[Your task]: Print every one of the records below word for word, with nothing changed.

[Supplied data]:
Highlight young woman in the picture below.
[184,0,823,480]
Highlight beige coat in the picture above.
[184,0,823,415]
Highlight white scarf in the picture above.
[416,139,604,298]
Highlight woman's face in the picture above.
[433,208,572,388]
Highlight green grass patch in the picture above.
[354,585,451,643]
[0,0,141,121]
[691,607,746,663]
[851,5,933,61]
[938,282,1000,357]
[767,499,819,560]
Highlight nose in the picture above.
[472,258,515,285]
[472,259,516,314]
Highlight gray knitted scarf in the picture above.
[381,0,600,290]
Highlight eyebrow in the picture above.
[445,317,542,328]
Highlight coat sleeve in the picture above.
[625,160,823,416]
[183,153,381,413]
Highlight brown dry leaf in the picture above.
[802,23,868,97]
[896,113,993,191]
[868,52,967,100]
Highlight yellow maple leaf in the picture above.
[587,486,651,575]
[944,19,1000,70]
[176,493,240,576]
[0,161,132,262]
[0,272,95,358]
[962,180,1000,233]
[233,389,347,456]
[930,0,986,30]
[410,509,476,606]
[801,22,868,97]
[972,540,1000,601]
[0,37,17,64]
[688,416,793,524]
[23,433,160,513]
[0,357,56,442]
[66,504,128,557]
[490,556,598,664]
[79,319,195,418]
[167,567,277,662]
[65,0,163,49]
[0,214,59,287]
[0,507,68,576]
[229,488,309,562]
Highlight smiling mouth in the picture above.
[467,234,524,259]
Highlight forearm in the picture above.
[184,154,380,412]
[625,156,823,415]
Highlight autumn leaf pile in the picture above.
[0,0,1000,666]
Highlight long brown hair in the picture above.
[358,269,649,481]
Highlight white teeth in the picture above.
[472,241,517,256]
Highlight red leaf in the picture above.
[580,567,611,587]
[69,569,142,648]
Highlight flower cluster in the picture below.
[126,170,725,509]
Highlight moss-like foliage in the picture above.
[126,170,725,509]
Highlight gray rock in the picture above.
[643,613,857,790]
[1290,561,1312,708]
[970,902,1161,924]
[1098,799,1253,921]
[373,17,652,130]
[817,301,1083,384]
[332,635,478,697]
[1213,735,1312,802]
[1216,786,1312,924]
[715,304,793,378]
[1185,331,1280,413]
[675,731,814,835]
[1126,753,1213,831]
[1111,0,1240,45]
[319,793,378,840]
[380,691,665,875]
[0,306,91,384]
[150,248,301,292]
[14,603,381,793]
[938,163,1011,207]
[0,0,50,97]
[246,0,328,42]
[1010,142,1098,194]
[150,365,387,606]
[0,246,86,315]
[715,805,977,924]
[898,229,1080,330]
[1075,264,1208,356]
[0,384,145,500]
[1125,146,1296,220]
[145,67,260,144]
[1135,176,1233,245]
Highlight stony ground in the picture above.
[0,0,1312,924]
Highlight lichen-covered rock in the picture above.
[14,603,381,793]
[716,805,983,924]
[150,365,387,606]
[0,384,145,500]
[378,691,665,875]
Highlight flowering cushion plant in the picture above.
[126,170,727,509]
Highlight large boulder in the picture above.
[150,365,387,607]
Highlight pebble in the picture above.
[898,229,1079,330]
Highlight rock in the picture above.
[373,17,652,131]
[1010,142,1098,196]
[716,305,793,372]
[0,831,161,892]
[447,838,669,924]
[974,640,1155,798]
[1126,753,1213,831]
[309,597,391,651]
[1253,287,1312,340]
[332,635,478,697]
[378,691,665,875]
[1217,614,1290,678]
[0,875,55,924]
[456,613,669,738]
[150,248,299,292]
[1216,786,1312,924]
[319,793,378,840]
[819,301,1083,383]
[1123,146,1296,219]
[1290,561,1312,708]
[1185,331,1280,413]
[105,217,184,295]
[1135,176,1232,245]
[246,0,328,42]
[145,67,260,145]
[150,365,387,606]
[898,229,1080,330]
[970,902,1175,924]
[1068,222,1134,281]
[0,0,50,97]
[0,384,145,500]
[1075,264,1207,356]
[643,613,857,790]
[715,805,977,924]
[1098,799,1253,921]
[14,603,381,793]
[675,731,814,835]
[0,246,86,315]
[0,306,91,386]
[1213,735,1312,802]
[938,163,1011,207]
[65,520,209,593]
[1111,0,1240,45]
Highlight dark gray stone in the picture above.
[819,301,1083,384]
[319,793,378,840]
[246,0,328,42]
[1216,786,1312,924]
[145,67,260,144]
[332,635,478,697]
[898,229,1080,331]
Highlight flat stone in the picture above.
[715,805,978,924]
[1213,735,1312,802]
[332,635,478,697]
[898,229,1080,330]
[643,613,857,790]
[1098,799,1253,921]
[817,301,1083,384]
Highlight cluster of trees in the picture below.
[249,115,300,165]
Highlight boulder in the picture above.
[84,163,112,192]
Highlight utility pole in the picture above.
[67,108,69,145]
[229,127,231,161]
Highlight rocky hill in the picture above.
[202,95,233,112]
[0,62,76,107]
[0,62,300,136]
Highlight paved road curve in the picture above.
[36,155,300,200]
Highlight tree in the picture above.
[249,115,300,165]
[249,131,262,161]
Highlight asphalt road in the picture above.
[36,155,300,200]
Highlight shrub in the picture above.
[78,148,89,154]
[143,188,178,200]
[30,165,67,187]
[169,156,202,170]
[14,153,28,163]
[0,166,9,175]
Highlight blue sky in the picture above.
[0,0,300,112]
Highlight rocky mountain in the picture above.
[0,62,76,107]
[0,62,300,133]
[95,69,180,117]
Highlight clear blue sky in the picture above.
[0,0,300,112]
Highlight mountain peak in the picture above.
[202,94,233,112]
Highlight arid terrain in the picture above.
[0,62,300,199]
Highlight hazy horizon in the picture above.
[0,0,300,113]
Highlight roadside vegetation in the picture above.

[Response below]:
Highlight young woman in the picture below.
[184,0,823,480]
Highlight beige coat in the picture above.
[184,0,823,415]
Highlight white scarf in the picture above.
[416,139,604,298]
Highlight woman's face in the picture above.
[433,208,572,388]
Highlight green grass patch in the picture above.
[354,585,451,643]
[0,0,141,121]
[691,607,746,663]
[851,5,933,61]
[938,282,1000,357]
[767,499,819,560]
Highlight nose in the picture above.
[472,258,515,285]
[472,259,516,314]
Highlight gray knitted scarf in the picture above.
[381,0,600,290]
Highlight eyebrow in the picture above.
[445,317,542,328]
Highlight coat sleeve in the picture above.
[625,160,823,416]
[183,153,381,413]
Highlight brown dry leaf in the picture above.
[802,23,868,97]
[896,113,993,191]
[868,52,967,100]
Highlight yellow maple leaf in the picture above.
[587,486,651,575]
[944,19,1000,70]
[176,493,240,576]
[0,161,132,262]
[0,272,95,358]
[962,180,1000,233]
[233,389,347,456]
[930,0,986,30]
[410,509,476,606]
[801,22,868,97]
[972,540,1000,601]
[0,37,17,64]
[688,416,793,524]
[23,433,160,513]
[0,357,56,442]
[66,504,128,557]
[490,556,598,664]
[79,319,195,418]
[167,567,277,662]
[65,0,163,49]
[0,214,59,287]
[0,507,68,576]
[229,488,309,562]
Highlight smiling mouth in the picture above.
[467,234,524,259]
Highlight forearm in the picture above.
[184,154,380,412]
[625,156,823,415]
Highlight autumn leaf pile in the picture above.
[0,0,1000,666]
Highlight long brown hair in the picture above.
[358,269,649,481]
Highlight white teeth in the picture above.
[472,241,517,256]
Highlight red leaf in the picture above.
[580,567,611,587]
[69,569,142,648]
Highlight flower cluster in the picture below.
[126,170,725,509]
Highlight moss-like foliage in the picture above.
[126,170,725,509]
Highlight gray rock in the picture above.
[643,613,857,790]
[1290,561,1312,708]
[970,902,1161,924]
[1098,799,1253,921]
[373,17,652,130]
[817,301,1083,384]
[332,635,478,697]
[1213,735,1312,802]
[1216,786,1312,924]
[715,304,793,378]
[1185,331,1280,413]
[675,731,814,835]
[1126,753,1213,831]
[1111,0,1240,45]
[319,793,378,840]
[380,691,665,875]
[0,306,91,384]
[150,248,301,292]
[14,603,381,793]
[938,163,1011,207]
[0,0,50,97]
[246,0,328,42]
[1010,142,1098,194]
[150,365,387,606]
[0,246,86,315]
[715,805,977,924]
[898,229,1080,330]
[1075,264,1208,356]
[0,384,145,500]
[1125,146,1296,220]
[145,67,260,144]
[1135,176,1233,245]
Highlight stony ground in the picture above.
[0,0,1312,924]
Highlight lichen-covered rock in the picture above.
[14,603,381,793]
[716,805,983,924]
[150,365,387,606]
[0,384,145,500]
[378,691,665,875]
Highlight flowering cushion plant in the picture above.
[126,170,727,509]
Highlight large boulder in the picture above.
[150,365,387,607]
Highlight pebble in the picture above.
[898,229,1079,330]
Highlight rock in the picture above.
[373,17,652,131]
[1010,142,1098,196]
[716,305,793,372]
[0,831,161,892]
[447,838,669,924]
[974,640,1155,798]
[1126,753,1213,831]
[309,597,391,651]
[1253,287,1312,340]
[332,635,478,697]
[378,691,665,875]
[1217,614,1290,678]
[0,875,55,924]
[456,613,669,738]
[150,248,299,292]
[1216,786,1312,924]
[319,793,378,840]
[819,301,1083,383]
[1123,146,1296,219]
[1290,561,1312,708]
[1185,331,1280,413]
[105,217,184,295]
[1135,176,1232,245]
[246,0,328,42]
[145,67,260,145]
[150,365,387,606]
[898,229,1080,330]
[970,902,1175,924]
[1068,222,1134,281]
[0,0,50,97]
[0,384,145,500]
[1075,264,1207,356]
[643,613,857,790]
[715,805,977,924]
[1098,799,1253,921]
[14,603,381,793]
[675,731,814,835]
[0,246,86,315]
[0,306,91,386]
[1213,735,1312,802]
[938,163,1011,207]
[65,520,209,593]
[1111,0,1240,45]
Highlight dark gray stone in the picture above.
[819,301,1083,384]
[319,793,378,840]
[246,0,328,42]
[1216,786,1312,924]
[145,67,260,144]
[332,635,478,697]
[898,229,1080,331]
Highlight flat stone in the picture above.
[715,805,978,924]
[1213,735,1312,802]
[332,635,478,697]
[898,229,1080,330]
[643,613,857,790]
[1098,799,1253,921]
[817,301,1083,384]
Highlight cluster of trees in the picture below.
[249,115,300,165]
Highlight boulder in the picture above.
[84,163,112,192]
Highlight utility pole in the picture above.
[67,108,69,145]
[229,127,231,161]
Highlight rocky hill in the picture above.
[202,95,233,112]
[0,62,76,107]
[0,62,300,136]
Highlight paved road curve in the picture above.
[36,155,300,200]
Highlight tree in the picture above.
[249,115,300,165]
[249,131,262,161]
Highlight asphalt road in the picture above.
[36,155,300,200]
Highlight shrub in the picture above.
[78,148,89,154]
[143,188,178,200]
[30,165,67,187]
[169,156,202,170]
[14,153,28,163]
[0,166,9,175]
Highlight blue sky in the picture above.
[0,0,300,112]
Highlight rocky mountain in the picture above.
[0,62,76,107]
[0,62,300,133]
[95,69,180,117]
Highlight clear blue sky in the picture above.
[0,0,300,112]
Highlight mountain peak in the picture above.
[202,94,233,112]
Highlight arid terrain in the picture above.
[0,62,300,199]
Highlight hazy horizon in the picture above.
[0,0,300,113]
Highlight roadside vegetation in the picture above.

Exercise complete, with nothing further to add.